■ **Exercise brief**
Continue the article on the Federal Court's ruling about the peak indebtedness rule, starting right after its last sentence.

-- Excerpt follows --

In a surprise ruling, the Full Court of the Federal Court has in Badenoch Integrated Logging Pty Ltd v Bryant, in the matter of Gunns Limited (in liq) (receivers and managers appointed) [2021] FCAFC 64 (Badenoch v Bryant) stated that the “peak indebtedness” rule was abolished with the introduction of section 588FA of the Act.

Under section 588FA(3) of the Corporations Act 2001 (the Act), where preference payments are claimed against a creditor that had a running account with a company, any supply by the creditor to the debtor company is required to be taken into account and the whole of the transactions (both debits and credits) such that the net result at the conclusion of the running account is the amount of the preference.

A long line of cases have approved the peak indebtedness rule, which says that a liquidator is entitled to nominate the date from which a claim by the liquidator with the result that the liquidator nominates when the “running account” starts for the purposes of 588FA(3). The rule has its genesis in comments made in Rees v Bank of New South Wales (1964) 111 CLR 210 and the effect of the rule is that liquidators have been able to choose the date during the relation back period when the debt owing to the creditor is at its peak, allowing the liquidator to claim the difference between this peak debt amount and when the continuing business relationship ended (typically the closing balance of the account).

-- Excerpt concluded --
-- Entries supplied follows --

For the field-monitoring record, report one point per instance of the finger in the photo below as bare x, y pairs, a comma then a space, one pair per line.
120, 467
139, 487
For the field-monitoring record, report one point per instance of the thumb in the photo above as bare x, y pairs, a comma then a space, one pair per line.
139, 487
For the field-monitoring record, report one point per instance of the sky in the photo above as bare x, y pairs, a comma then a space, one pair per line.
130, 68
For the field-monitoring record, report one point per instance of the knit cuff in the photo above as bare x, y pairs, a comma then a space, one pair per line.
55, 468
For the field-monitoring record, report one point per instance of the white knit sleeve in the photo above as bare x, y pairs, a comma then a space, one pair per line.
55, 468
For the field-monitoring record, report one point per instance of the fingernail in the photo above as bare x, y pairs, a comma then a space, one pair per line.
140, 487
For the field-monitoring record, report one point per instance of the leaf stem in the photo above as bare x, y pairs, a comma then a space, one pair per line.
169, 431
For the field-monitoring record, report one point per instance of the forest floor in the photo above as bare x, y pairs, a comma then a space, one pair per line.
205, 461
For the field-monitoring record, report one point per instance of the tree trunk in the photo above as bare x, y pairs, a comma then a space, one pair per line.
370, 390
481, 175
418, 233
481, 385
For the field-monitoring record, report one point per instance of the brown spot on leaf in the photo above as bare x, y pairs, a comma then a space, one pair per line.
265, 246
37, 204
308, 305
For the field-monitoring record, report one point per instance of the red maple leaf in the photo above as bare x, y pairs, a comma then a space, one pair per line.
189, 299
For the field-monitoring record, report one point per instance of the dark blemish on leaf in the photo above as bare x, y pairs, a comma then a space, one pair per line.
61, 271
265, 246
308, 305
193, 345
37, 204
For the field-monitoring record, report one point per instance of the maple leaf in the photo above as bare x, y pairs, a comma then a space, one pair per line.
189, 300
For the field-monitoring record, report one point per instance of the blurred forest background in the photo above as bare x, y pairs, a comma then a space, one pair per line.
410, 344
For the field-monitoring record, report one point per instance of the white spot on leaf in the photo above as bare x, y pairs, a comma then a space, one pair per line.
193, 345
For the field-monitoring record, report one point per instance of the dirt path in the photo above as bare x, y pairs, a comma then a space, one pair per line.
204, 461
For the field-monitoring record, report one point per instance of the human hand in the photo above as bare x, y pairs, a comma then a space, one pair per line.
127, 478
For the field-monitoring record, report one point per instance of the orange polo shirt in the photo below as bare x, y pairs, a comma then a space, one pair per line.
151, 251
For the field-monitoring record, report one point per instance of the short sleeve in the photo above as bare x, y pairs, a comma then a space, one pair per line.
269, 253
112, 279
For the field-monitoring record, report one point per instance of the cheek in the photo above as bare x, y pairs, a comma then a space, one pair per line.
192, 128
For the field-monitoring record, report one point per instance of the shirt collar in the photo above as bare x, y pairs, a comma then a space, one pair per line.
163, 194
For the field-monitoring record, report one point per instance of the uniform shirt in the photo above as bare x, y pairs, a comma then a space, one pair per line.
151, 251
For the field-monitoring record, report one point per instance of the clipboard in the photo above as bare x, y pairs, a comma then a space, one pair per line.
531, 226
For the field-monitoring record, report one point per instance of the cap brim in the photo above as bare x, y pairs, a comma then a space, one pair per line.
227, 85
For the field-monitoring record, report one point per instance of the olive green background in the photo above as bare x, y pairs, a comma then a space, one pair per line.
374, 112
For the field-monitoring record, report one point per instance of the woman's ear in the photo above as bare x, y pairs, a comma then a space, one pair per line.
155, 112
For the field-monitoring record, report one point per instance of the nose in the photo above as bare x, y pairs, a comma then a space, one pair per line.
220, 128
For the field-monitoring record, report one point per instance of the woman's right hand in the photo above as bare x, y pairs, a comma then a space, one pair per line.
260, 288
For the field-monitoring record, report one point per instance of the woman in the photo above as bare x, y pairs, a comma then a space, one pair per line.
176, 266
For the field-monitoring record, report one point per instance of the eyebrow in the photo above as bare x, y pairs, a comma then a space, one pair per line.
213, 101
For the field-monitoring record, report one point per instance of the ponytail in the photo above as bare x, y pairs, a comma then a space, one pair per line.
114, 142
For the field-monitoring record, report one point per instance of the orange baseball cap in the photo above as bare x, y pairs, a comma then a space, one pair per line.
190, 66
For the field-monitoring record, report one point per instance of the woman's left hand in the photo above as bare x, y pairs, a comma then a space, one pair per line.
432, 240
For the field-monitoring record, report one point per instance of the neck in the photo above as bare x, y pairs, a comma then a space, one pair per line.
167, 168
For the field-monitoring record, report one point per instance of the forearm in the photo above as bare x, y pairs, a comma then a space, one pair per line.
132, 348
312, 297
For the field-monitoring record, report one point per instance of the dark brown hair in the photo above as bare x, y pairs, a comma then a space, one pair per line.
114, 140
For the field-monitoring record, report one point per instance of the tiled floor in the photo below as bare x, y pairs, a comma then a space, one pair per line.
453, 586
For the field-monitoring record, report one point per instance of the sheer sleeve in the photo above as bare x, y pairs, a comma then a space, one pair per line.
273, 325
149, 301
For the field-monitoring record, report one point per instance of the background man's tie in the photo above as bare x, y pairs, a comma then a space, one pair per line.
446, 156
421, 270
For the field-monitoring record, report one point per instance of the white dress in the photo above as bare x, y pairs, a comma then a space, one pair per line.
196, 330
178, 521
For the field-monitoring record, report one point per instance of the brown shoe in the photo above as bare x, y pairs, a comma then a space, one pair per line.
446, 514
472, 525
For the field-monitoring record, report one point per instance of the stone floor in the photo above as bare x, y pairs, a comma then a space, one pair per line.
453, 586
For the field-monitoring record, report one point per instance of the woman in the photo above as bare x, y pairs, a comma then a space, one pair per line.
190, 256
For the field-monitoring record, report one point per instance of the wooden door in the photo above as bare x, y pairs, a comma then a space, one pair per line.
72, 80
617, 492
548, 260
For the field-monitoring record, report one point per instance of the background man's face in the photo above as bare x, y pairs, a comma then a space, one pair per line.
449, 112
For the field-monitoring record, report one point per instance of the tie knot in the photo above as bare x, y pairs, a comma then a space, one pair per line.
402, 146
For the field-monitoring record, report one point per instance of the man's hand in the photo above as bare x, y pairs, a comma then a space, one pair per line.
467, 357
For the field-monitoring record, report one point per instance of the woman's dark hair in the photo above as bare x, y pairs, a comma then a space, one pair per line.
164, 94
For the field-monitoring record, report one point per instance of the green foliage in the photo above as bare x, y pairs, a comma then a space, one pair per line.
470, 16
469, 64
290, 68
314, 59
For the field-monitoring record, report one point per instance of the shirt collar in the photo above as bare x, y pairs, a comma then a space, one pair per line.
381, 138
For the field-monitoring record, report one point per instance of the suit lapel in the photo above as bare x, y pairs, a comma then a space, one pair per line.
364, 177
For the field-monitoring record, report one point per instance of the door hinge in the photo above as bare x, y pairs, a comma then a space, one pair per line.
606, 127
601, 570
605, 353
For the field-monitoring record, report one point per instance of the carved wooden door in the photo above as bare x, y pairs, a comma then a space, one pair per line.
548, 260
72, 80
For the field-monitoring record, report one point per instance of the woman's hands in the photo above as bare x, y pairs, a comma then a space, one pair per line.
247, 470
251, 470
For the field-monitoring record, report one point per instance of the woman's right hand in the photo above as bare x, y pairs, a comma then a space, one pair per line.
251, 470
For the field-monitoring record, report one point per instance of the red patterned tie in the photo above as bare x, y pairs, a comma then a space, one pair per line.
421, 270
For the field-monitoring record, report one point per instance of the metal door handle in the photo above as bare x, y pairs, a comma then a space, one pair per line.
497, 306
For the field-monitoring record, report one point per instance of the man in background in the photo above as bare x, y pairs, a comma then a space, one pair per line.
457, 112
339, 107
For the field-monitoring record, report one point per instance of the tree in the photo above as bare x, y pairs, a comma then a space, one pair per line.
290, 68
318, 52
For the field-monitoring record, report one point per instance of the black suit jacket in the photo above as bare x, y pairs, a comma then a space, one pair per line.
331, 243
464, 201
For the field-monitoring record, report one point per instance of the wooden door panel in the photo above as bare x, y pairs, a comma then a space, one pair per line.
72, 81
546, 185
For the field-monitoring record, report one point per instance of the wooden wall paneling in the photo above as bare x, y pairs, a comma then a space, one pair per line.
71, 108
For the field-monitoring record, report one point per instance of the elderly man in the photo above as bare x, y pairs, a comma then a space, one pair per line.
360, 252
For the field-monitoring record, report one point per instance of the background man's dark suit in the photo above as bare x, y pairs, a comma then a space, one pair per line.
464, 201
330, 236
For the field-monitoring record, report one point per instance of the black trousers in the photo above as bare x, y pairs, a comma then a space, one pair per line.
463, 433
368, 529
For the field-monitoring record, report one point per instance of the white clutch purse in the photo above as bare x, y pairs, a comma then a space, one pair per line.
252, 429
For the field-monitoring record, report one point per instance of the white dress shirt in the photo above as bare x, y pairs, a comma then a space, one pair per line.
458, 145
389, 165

-- Entries supplied concluded --

■ **Task response**
At first instance in the Federal Court Badenoch argued that the liquidator should not be entitled to nominate the date from which the running account starts, and instead the whole of the business relationship referred to in section 588FA(3) of the Act should be factored into the calculation for the purposes of section 588FA(3). The liquidators argued that they should be entitled to nominate the point of peak indebtedness.

However, on appeal Full Court of the Federal Court held that there was nothing in the statute that indicated that a liquidator was permitted to nominate the peak indebtedness, and instead the whole of the continuing business relationship was required to be taken into account for the purposes of section 588FA(3). The Full Court agreed with the New Zealand Court of Appeal’s decision in Timberworld Ltd v Levin (2015) 3 NZLR 365 concerning the equivalent New Zealand statutory provision, that the words in the Act require the whole of the continuing business relationship.

This decision is a significant win for those creditors who receive unfair preference as part of a continuing business relationship. Claims made by liquidators against those creditors will now often be significantly reduced or unavailable to a liquidator.